Source document:
-- Begin --
The Benefits of SOC Reporting
In today’s world, you would be hard-pressed to find an organization that does not outsource at least one function or component of their control environment to a third-party service provider. From payroll processing to invoice creation and cloud storage to backup solutions, outsourced service providers have provided companies with cost-effective and efficient options to reduce the need for internal resources to perform repetitive or highly-technical tasks. While this has helped organizations reduce headcount, stress, and certain costs, it does not eliminate the company’s responsibility to ensure their processes are functioning correctly, their data is secure, and their control environment is strong. As these types of relationships have become more prevalent, so has the demand from clients (or “user entities”) and their external auditors for service organizations to provide assurance that their processes and controls are designed, and operating, effectively.
To that end, the American Institute of Certified Public Accountants (AICPA) has issued guidance allowing CPA’s to issue examination reports, supported by an opinion and performed on behalf of service organizations, providing assurance on the design and operating effectiveness of their internal controls. These reports, called System and Organization Control (SOC) reports, come in three different flavors:
SOC 1 – Restricted use report on controls relevant to internal control over financial reporting. Focus of report is typically on financial transaction processing, examples of which include payroll processing companies, bank services and billing companies.
SOC 2 – Restricted use report on controls dictated by the Trust Service Criteria relevant to security, availability, processing, integrity, confidentiality, or privacy. Focus of report is on IT and security related controls, examples of which include cloud providers, backup solutions, outsourced IT providers, among others.
-- End --
Records shown:
-- Begin --
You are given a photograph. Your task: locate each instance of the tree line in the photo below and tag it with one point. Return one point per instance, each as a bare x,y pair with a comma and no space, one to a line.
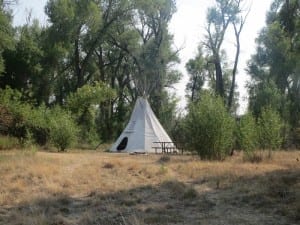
80,75
92,59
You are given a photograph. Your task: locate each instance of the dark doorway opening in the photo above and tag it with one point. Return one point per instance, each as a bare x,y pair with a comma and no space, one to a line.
123,144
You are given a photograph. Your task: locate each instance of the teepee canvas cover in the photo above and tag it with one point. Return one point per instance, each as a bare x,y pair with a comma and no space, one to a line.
141,131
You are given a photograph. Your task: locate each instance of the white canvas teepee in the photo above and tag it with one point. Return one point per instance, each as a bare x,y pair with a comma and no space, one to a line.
142,130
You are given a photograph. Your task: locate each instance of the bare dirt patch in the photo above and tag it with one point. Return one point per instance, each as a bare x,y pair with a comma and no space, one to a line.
102,188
-- End --
To-do list:
A - Reproduce word for word the lines of the listing from the line containing "of the white" up to and including the final line of the listing.
B - Extend the passage on the benefits of SOC reporting, picking up right after its last sentence.

Answers for this exercise:
A -
You are given a photograph. Your task: locate each instance of the white canvas teepee in the photo above and tag it with one point. Return one point per instance, each as a bare x,y pair with a comma and no space, one to a line.
142,130
You are given a photograph. Your task: locate each instance of the bare dirt patch in the photo above and tag it with one point. Return one point per instance, each as a bare x,y pair with a comma and no space, one to a line.
102,188

B -
SOC 3 – Similar to the SOC 2 report, but designed for general use (not restricted to users of the service organizations).
Each report comes in two types: Type 1 reports provide an opinion on the design effectiveness of the controls. A Type 2 report provides a higher level of assurance in that it provides an opinion on both the design and operating effectiveness of the controls in place. Regardless of the SOC report or the type, these reports are typically issued annually.
SOC Report Benefits
While user entities and their auditors may request, or even demand, a SOC report from a service organization, it’s important that a service organization not view this as simply a burden or as a “check-the-box” exercise. As a service organization, there are several benefits to having a SOC report performed:
- Useful for evaluating the effectiveness of controls related to the services performed by a service organization, which is not only useful for user entities, but for the service organization, as well.
- Appropriate for understanding how the service organization maintains oversight over third parties that provide services to customers (i.e. “sub-service organizations).
- Help reduce compliance burden by providing one report that addresses the collective needs of multiple user entities.
- Improves the service organization’s ability to obtain and retain customers – many service providers use their SOC compliance as a marketing tool to differentiate themselves from their competition.
SOC Service Methodology
An initial SOC engagement typically starts with a “readiness assessment” to ensure the organization is “SOC-ready”. Based on the readiness assessment, we can provide the organization with a list of control gaps and/or opportunities for improvement to be implemented by management prior to the start of the period covered by or date of the initial SOC report, depending on whether the report is a Type 1 or Type 2. On a recurring basis, the SOC engagement will be re-performed with the issuance of a new and updated SOC report so that user entities can be updated regularly on the status of the organization’s systems and controls. As an example, for a SOC 1 Type 2 engagement, a typical coverage period is January 1 through September 30, with a bridge letter provided to user entities from management for the remainder of calendar year.
How can we help?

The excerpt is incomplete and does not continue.